• [Task directions]
Begin at the line below that contains "girl in white". Repeat it and all remaining lines of the records exactly.

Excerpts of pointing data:
------------------------------------------------------------------------

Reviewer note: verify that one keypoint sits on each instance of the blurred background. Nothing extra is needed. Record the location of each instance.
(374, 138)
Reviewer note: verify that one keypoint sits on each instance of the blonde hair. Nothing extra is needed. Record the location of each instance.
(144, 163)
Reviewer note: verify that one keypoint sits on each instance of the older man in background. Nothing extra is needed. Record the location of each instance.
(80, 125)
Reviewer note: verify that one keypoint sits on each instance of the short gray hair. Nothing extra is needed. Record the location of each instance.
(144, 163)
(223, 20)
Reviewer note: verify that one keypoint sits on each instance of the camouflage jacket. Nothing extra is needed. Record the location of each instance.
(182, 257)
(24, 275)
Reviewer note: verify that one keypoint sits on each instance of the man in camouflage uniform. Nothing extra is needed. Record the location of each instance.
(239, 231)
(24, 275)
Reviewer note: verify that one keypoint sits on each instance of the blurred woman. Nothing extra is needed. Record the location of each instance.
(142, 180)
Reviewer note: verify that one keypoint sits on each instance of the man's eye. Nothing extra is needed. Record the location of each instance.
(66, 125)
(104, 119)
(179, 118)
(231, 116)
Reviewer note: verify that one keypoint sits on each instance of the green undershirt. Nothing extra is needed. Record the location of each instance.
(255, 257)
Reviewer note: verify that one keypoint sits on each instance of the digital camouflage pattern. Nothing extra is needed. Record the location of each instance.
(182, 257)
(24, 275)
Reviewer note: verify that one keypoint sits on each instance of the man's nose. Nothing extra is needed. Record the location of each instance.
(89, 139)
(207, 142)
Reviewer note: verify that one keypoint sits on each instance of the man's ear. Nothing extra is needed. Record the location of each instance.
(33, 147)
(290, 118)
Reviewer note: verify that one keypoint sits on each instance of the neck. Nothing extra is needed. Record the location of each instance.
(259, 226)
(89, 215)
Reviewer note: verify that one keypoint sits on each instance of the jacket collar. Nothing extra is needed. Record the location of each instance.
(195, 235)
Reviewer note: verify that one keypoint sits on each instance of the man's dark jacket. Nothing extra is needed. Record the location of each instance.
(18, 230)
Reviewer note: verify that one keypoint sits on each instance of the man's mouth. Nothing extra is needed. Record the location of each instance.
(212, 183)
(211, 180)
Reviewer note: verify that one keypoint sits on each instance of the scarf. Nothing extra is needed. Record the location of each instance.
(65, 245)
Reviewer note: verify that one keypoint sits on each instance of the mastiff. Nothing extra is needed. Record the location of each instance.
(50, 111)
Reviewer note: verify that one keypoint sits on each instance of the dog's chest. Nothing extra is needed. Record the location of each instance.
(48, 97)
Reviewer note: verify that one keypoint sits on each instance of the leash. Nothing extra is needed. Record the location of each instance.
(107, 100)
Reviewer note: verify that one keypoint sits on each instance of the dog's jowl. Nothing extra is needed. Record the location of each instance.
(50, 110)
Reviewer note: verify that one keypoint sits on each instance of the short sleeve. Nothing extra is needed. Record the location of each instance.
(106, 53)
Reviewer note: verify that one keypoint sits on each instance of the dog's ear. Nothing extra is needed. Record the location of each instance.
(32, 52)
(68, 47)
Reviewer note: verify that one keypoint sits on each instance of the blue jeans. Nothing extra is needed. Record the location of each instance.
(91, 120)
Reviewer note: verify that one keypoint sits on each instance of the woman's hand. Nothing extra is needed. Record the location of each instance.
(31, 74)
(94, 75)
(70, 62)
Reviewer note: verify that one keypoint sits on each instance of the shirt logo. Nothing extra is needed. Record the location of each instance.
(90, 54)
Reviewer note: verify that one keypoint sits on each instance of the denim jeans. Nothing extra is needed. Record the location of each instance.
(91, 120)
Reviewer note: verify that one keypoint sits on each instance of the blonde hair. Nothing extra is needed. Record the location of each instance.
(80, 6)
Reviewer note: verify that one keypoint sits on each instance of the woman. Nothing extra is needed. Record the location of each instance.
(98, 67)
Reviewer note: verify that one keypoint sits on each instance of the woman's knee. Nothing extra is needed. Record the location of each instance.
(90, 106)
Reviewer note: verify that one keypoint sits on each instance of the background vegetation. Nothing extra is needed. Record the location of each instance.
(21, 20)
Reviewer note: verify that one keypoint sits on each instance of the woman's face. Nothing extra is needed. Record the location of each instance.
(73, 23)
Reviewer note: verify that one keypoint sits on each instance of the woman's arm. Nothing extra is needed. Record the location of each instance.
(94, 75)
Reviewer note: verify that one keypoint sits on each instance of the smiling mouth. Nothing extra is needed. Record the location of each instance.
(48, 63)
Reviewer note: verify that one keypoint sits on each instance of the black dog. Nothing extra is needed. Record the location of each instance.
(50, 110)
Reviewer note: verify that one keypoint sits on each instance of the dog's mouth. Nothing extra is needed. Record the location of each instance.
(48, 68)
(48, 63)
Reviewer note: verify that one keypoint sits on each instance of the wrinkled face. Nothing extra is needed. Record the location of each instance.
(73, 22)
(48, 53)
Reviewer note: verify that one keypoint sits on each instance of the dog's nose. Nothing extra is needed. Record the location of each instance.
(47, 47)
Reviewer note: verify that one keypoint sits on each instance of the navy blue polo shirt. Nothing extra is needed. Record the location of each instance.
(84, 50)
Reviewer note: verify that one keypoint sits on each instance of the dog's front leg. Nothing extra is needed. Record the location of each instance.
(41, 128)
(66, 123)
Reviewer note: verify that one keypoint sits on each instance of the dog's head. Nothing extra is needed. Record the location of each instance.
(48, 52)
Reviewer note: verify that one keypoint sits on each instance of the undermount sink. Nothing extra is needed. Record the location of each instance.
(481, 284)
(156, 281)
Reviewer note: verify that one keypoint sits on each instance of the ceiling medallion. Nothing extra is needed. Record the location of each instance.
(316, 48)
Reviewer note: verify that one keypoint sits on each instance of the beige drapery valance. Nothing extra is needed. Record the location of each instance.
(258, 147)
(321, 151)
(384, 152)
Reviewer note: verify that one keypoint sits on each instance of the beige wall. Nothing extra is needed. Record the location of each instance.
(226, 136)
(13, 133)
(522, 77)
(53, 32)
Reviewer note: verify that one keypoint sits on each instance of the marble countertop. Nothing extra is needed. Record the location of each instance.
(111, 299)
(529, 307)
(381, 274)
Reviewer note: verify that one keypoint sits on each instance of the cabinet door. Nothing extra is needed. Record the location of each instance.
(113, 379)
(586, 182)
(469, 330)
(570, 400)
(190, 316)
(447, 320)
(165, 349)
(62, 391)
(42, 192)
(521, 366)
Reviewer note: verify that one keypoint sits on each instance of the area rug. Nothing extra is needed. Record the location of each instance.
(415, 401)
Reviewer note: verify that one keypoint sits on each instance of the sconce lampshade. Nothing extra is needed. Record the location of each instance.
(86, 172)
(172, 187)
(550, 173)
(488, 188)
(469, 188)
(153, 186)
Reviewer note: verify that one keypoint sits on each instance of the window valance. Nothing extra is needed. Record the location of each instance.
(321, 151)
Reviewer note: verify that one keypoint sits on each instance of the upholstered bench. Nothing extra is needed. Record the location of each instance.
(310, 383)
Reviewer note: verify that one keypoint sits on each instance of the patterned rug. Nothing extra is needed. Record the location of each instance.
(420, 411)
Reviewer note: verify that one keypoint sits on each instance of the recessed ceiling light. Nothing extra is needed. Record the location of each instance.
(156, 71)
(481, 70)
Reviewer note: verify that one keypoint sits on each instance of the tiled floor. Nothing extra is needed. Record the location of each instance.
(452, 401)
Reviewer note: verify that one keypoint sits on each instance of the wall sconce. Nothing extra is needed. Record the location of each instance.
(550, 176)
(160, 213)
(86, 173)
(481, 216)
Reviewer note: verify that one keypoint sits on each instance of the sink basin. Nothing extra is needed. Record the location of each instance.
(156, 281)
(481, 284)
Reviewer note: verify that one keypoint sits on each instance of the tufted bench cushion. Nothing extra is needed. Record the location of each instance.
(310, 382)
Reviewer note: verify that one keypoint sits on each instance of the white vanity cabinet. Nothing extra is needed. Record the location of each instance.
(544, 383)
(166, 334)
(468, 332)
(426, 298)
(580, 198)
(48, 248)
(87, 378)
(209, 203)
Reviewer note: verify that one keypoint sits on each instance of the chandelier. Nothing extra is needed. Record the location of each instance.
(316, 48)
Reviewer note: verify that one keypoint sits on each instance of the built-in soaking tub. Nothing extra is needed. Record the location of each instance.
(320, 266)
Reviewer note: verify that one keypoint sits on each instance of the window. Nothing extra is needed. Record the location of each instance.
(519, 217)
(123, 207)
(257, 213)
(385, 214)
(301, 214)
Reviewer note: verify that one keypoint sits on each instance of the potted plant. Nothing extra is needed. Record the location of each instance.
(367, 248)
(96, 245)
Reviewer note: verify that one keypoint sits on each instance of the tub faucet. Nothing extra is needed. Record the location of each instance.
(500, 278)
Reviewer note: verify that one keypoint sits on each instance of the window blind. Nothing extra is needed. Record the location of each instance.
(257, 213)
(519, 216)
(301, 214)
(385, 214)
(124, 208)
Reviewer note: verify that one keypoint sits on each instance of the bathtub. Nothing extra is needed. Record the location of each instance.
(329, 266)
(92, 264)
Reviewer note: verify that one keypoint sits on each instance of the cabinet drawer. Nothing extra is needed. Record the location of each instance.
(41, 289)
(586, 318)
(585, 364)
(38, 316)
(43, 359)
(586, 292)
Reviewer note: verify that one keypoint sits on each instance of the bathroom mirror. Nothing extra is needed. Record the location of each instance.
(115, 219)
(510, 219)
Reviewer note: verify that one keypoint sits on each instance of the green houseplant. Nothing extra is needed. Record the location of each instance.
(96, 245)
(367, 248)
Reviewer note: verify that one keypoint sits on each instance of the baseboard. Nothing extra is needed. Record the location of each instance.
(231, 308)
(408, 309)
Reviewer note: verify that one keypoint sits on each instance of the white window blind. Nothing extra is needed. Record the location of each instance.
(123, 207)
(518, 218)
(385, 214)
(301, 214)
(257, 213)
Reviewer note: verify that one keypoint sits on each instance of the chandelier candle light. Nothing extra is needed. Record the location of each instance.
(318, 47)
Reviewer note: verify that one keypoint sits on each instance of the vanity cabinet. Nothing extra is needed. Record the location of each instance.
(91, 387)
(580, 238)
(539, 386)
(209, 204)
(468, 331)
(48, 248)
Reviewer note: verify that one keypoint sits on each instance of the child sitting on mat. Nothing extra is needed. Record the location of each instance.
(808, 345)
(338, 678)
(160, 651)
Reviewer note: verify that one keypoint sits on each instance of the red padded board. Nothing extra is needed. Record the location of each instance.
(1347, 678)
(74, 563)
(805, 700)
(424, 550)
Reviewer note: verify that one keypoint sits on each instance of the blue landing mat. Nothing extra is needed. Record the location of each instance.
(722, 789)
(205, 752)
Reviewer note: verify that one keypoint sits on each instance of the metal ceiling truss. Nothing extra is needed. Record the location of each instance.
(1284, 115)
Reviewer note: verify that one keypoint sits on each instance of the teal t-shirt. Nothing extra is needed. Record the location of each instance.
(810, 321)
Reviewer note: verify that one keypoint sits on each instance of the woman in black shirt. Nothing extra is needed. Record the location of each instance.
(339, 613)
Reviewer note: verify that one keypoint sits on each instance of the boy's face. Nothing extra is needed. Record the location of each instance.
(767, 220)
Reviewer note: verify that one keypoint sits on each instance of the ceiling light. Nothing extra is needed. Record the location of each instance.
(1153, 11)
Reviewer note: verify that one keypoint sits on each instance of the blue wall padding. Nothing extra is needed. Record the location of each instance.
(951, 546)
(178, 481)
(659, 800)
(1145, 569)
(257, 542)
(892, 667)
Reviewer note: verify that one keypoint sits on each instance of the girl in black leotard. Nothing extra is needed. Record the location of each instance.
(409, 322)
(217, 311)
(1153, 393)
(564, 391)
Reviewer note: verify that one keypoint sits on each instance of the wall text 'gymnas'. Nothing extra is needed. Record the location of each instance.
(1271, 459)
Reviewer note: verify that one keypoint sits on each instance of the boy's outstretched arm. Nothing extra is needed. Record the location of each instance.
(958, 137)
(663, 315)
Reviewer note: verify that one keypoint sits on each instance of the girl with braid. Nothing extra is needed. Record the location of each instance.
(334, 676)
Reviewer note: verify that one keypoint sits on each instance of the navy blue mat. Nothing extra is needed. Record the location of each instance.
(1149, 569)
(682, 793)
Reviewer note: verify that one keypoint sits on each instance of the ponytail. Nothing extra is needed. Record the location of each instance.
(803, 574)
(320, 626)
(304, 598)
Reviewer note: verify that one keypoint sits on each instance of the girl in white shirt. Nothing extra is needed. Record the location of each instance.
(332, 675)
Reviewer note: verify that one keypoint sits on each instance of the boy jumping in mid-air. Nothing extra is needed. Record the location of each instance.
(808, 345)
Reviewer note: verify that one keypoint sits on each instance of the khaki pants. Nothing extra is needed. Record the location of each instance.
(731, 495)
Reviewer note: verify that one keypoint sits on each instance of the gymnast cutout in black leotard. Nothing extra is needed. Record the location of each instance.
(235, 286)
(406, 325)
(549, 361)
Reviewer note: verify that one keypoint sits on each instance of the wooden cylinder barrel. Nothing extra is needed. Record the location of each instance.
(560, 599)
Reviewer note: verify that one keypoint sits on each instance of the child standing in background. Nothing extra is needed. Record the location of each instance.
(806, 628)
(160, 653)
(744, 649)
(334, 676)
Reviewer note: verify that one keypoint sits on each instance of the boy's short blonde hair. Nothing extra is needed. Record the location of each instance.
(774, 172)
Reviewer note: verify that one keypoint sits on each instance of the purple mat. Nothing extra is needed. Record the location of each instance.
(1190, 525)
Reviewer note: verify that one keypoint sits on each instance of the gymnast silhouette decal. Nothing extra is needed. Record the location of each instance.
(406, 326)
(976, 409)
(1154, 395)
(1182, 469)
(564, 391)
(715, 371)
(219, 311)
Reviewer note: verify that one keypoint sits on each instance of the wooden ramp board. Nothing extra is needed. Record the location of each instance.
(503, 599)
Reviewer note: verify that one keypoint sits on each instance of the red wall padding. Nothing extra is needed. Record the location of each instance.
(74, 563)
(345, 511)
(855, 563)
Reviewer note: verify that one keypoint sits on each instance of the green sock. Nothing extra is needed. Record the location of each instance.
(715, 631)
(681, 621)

------------------------------------------------------------------------

• [Result of this task]
Reviewer note: verify that one keypoint sits on each instance of the girl in white shirt. Nothing extra is needed. Record the location of each instance.
(332, 675)
Reviewer note: verify that one keypoint sits on each instance of the boy jumping in mid-air. Nothing extra is needed. Record the location of each instance.
(808, 345)
Reviewer note: verify that one keypoint sits on each instance of the khaki pants. Nothing extra is needed. Record the location of each instance.
(731, 495)
Reviewer note: verify that one keypoint sits on each instance of the gymnast cutout in black leotard. Nothing extra is needed. Record the location of each instance.
(235, 286)
(406, 325)
(549, 361)
Reviewer note: verify that one keypoint sits on each instance of the wooden cylinder barrel. Nothing extra is needed. Record the location of each instance.
(560, 599)
Reviewer note: verify that one keypoint sits on each instance of the child standing in background. Nothing extra is needed. Record the location of each instance.
(806, 628)
(160, 653)
(744, 649)
(334, 676)
Reviewer note: verify that one keypoint sits on each instance of the boy's short blonde hair. Nothing extra is needed. Record the location of each instance.
(774, 172)
Reviewer note: verify that one keypoint sits on each instance of the purple mat. Nothing extra is needed. Record the location of each instance.
(1190, 525)
Reviewer note: verify that one keypoint sits on each instance of the gymnast silhouette decal. Nothing extra is needed. Record the location of each instance.
(406, 326)
(976, 409)
(1154, 395)
(1182, 469)
(564, 391)
(715, 371)
(219, 311)
Reviewer note: verify that one keypoint sits on each instance of the wooden ramp board. Nothing extra is needed. Record the location of each instance.
(503, 599)
Reviewer note: verify that one keypoint sits on each instance of the red wall padding. Nothing extra is needed. Record the location of each instance.
(74, 563)
(345, 511)
(855, 563)
Reviewer note: verify that one keypoint sits on each instance of the green sock. Nothing extra is needed. Record the location of each instance.
(715, 631)
(681, 621)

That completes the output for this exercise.